*INSTRUCTION*. Please rewrite the part that opens with the line containing "like [515, 386]." and runs through the last line, putting "blue shirt" wherever "pink shirt" stands and changing nothing else.

*DATA SHOWN*.
--

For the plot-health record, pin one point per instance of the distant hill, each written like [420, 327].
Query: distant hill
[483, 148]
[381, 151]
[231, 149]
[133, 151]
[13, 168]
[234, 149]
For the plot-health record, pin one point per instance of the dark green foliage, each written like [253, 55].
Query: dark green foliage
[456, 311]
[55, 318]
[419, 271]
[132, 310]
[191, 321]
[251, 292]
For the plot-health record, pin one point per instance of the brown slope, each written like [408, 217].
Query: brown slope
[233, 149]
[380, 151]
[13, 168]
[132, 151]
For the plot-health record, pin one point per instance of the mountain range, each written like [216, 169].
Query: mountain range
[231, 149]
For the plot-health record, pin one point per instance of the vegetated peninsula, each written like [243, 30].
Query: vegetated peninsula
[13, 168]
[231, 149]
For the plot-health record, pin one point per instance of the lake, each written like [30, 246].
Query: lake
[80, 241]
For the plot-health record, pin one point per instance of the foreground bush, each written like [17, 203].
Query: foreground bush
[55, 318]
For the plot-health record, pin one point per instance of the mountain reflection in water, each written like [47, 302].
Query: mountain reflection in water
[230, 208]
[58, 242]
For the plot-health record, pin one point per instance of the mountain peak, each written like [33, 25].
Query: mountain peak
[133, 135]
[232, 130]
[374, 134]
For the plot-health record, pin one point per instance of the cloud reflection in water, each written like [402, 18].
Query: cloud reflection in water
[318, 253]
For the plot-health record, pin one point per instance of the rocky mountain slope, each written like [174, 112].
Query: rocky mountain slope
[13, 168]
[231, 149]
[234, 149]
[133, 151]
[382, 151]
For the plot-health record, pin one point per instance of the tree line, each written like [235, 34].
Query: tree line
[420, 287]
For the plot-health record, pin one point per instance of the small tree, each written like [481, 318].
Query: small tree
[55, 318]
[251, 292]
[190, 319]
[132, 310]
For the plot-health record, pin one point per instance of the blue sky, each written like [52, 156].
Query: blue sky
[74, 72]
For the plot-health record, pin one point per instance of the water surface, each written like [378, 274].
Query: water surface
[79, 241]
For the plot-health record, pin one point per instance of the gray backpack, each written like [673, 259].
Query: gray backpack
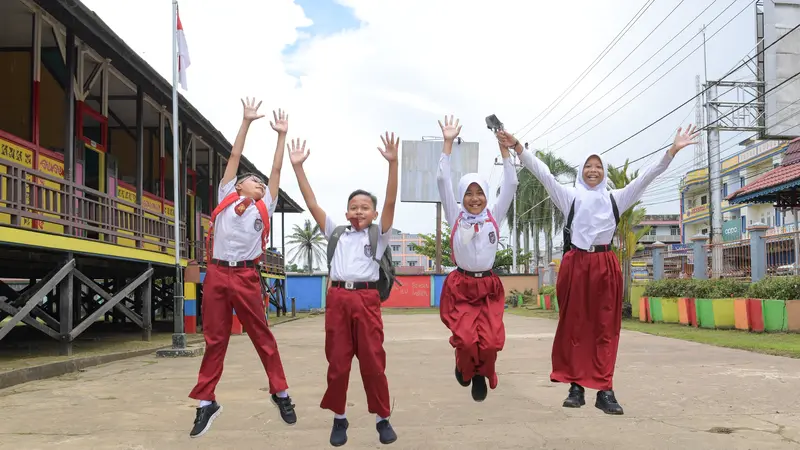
[387, 277]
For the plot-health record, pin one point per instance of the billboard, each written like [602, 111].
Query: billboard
[778, 63]
[731, 230]
[419, 162]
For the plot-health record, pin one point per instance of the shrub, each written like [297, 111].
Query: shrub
[677, 288]
[778, 288]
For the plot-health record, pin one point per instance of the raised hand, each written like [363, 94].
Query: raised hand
[281, 124]
[391, 147]
[684, 139]
[506, 139]
[449, 129]
[297, 153]
[251, 110]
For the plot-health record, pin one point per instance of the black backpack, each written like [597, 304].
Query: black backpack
[568, 233]
[387, 277]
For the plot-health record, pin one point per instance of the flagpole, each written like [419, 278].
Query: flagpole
[179, 336]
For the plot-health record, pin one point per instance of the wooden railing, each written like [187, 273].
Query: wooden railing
[81, 211]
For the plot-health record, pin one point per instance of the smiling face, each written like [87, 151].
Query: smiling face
[593, 171]
[474, 199]
[361, 210]
[251, 186]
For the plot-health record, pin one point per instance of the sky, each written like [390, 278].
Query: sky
[349, 70]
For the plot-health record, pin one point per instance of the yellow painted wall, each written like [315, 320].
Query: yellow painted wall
[15, 94]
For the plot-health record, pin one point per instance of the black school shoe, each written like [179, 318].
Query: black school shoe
[205, 416]
[339, 432]
[575, 399]
[386, 433]
[461, 380]
[286, 408]
[479, 389]
[607, 402]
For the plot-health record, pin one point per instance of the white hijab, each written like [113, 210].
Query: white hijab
[466, 230]
[593, 211]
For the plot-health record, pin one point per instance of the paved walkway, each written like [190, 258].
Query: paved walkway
[677, 395]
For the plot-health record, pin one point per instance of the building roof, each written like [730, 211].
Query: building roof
[764, 188]
[91, 29]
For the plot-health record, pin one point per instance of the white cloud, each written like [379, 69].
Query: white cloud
[411, 62]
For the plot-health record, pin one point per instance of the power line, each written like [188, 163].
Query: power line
[556, 125]
[642, 92]
[594, 63]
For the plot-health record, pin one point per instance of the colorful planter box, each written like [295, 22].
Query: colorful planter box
[741, 316]
[705, 312]
[793, 315]
[669, 310]
[656, 314]
[687, 314]
[724, 313]
[755, 315]
[775, 315]
[644, 309]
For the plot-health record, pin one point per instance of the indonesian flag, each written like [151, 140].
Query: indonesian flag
[183, 54]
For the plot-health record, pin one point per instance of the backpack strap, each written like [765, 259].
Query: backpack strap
[614, 207]
[571, 214]
[332, 241]
[374, 231]
[264, 212]
[227, 201]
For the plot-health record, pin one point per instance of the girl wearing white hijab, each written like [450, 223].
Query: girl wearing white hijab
[589, 284]
[473, 300]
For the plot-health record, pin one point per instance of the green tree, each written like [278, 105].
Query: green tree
[503, 259]
[309, 244]
[627, 240]
[536, 214]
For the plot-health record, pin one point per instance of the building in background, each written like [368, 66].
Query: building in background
[739, 170]
[405, 259]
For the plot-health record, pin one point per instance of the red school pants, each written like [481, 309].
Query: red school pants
[472, 308]
[585, 347]
[353, 327]
[226, 289]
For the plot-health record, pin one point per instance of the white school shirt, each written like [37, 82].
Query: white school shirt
[479, 253]
[352, 260]
[593, 223]
[238, 238]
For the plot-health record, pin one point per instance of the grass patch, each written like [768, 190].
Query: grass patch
[408, 311]
[779, 344]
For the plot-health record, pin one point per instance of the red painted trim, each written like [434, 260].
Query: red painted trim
[35, 99]
[82, 108]
[21, 142]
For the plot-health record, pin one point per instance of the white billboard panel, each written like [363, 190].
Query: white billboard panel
[420, 161]
[781, 61]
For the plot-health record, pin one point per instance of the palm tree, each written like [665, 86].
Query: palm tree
[537, 215]
[627, 239]
[309, 245]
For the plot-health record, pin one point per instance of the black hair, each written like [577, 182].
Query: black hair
[363, 192]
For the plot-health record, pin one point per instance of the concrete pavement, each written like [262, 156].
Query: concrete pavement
[676, 395]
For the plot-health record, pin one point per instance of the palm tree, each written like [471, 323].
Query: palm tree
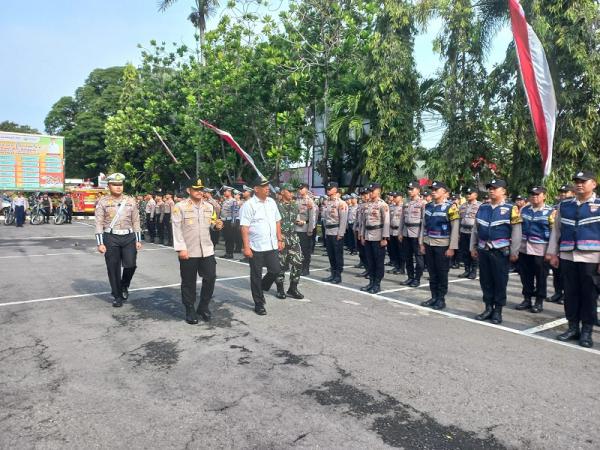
[201, 11]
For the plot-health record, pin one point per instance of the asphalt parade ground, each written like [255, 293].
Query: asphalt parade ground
[341, 369]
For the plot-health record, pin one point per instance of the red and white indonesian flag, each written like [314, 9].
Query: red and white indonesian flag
[537, 80]
[229, 139]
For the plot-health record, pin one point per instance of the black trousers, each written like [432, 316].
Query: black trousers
[582, 286]
[464, 252]
[335, 252]
[151, 224]
[189, 270]
[375, 255]
[414, 261]
[493, 275]
[306, 246]
[120, 252]
[229, 236]
[439, 266]
[533, 271]
[270, 260]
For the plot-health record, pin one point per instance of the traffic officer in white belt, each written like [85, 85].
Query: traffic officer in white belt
[118, 235]
[335, 219]
[192, 221]
[575, 247]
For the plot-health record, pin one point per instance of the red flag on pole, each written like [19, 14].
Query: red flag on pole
[537, 81]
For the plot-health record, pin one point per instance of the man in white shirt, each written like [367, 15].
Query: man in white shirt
[260, 223]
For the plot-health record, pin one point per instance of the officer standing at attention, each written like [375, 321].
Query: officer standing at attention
[537, 221]
[305, 225]
[412, 217]
[438, 240]
[291, 255]
[118, 236]
[227, 211]
[192, 220]
[375, 232]
[260, 222]
[468, 211]
[335, 220]
[575, 248]
[495, 242]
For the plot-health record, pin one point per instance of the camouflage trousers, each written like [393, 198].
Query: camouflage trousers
[290, 258]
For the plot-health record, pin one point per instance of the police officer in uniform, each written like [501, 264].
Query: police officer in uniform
[374, 233]
[335, 219]
[191, 221]
[118, 235]
[412, 217]
[468, 211]
[438, 240]
[537, 221]
[575, 248]
[306, 221]
[291, 255]
[495, 242]
[227, 211]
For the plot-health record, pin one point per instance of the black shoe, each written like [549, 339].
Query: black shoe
[525, 304]
[190, 315]
[572, 333]
[294, 292]
[539, 306]
[368, 287]
[586, 336]
[428, 303]
[439, 305]
[497, 315]
[280, 291]
[486, 314]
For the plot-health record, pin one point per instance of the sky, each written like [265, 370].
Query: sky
[49, 48]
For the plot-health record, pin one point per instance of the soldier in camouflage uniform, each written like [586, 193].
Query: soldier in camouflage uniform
[291, 255]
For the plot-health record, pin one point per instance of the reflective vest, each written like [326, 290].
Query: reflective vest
[536, 224]
[579, 225]
[494, 225]
[437, 223]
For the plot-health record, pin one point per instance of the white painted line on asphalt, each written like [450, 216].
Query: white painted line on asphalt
[455, 316]
[545, 326]
[92, 294]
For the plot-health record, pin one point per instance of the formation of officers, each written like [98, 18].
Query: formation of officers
[430, 230]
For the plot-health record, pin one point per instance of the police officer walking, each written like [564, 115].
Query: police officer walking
[306, 221]
[438, 240]
[375, 232]
[118, 236]
[335, 220]
[291, 255]
[192, 221]
[495, 242]
[575, 248]
[537, 221]
[468, 211]
[412, 217]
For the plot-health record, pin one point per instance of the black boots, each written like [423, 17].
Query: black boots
[572, 332]
[485, 315]
[525, 304]
[280, 292]
[294, 292]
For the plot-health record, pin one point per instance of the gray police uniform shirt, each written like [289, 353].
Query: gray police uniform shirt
[191, 224]
[335, 217]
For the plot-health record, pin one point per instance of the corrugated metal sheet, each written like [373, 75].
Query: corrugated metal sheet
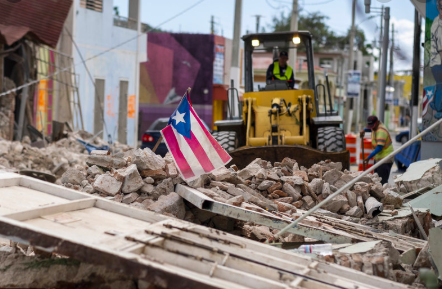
[44, 18]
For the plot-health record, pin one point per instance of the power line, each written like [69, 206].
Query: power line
[99, 54]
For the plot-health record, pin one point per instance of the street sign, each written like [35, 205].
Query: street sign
[353, 83]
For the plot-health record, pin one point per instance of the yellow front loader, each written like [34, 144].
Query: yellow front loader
[274, 121]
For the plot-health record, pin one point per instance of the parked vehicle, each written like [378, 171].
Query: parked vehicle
[151, 136]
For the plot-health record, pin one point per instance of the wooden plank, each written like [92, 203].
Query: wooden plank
[51, 209]
[17, 198]
[52, 189]
[126, 210]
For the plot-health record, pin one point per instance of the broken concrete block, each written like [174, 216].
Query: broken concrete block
[373, 207]
[377, 191]
[288, 162]
[154, 174]
[106, 162]
[262, 233]
[392, 198]
[351, 197]
[171, 170]
[280, 193]
[165, 187]
[265, 185]
[423, 259]
[138, 206]
[108, 185]
[147, 189]
[284, 207]
[355, 212]
[94, 170]
[149, 180]
[404, 277]
[326, 191]
[274, 187]
[88, 189]
[308, 202]
[147, 160]
[295, 180]
[271, 175]
[235, 201]
[249, 171]
[220, 174]
[303, 175]
[72, 176]
[130, 198]
[287, 200]
[171, 203]
[332, 176]
[291, 192]
[131, 179]
[316, 186]
[335, 204]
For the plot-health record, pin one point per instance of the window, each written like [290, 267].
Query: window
[96, 5]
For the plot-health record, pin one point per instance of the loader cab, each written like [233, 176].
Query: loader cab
[286, 41]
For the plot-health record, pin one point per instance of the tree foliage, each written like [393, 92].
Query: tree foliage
[323, 37]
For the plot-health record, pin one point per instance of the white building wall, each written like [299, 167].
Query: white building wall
[95, 33]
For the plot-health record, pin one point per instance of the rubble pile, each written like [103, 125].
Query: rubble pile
[382, 260]
[142, 179]
[54, 158]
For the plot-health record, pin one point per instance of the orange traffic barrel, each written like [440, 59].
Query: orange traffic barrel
[367, 151]
[350, 142]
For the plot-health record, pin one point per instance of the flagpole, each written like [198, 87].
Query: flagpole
[161, 137]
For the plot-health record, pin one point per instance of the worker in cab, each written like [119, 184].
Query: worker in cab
[382, 146]
[280, 70]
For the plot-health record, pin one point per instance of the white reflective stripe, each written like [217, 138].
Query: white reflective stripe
[200, 135]
[188, 154]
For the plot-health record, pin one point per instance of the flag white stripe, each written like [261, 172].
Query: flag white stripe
[188, 154]
[205, 143]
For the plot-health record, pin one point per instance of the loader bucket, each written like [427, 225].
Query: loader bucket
[305, 156]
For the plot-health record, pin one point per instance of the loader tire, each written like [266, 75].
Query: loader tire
[331, 139]
[227, 139]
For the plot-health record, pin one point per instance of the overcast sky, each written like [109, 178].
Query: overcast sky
[197, 20]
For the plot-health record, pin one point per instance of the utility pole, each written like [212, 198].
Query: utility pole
[293, 27]
[383, 68]
[349, 102]
[416, 73]
[258, 17]
[381, 36]
[391, 78]
[234, 67]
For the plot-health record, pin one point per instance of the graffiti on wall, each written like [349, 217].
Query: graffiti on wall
[176, 62]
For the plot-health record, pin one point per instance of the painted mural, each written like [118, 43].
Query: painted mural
[176, 62]
[432, 99]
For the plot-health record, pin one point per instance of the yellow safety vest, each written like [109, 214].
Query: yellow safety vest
[277, 71]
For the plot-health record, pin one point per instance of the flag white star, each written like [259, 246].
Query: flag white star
[179, 117]
[429, 93]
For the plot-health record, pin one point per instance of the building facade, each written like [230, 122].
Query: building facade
[106, 51]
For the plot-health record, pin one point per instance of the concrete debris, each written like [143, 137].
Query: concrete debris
[171, 203]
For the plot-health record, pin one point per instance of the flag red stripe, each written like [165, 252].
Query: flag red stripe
[174, 149]
[200, 154]
[225, 157]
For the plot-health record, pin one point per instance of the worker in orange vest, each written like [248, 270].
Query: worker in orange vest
[381, 144]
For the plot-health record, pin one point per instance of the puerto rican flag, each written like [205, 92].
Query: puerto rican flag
[193, 148]
[428, 97]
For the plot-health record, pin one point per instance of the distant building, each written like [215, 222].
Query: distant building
[114, 68]
[177, 61]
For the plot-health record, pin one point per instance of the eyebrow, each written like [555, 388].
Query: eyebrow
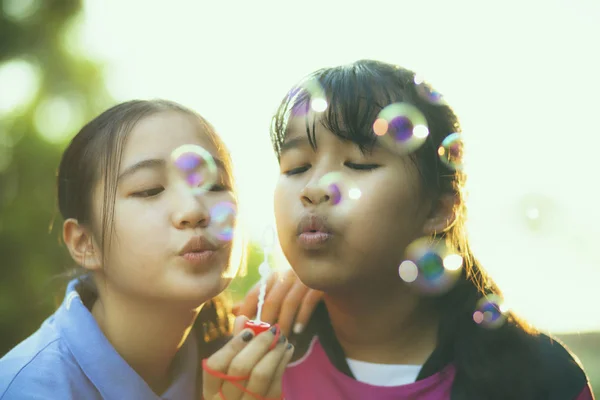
[156, 163]
[293, 143]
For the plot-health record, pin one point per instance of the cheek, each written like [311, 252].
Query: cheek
[140, 226]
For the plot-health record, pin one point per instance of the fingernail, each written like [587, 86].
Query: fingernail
[298, 328]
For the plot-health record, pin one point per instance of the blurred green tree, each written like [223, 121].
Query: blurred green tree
[47, 91]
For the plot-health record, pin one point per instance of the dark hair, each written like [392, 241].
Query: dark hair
[95, 151]
[485, 360]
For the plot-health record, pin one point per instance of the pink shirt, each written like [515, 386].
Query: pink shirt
[313, 377]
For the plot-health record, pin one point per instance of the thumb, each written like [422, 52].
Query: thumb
[238, 325]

--

*COMPLETE OUTPUT*.
For the plot-health record, pin one point per instance of the blue shirt, each written like [515, 386].
Query: blue shirt
[313, 377]
For the plot-health record, pin one point per instance of the thumb, each written like [422, 52].
Query: thumb
[238, 325]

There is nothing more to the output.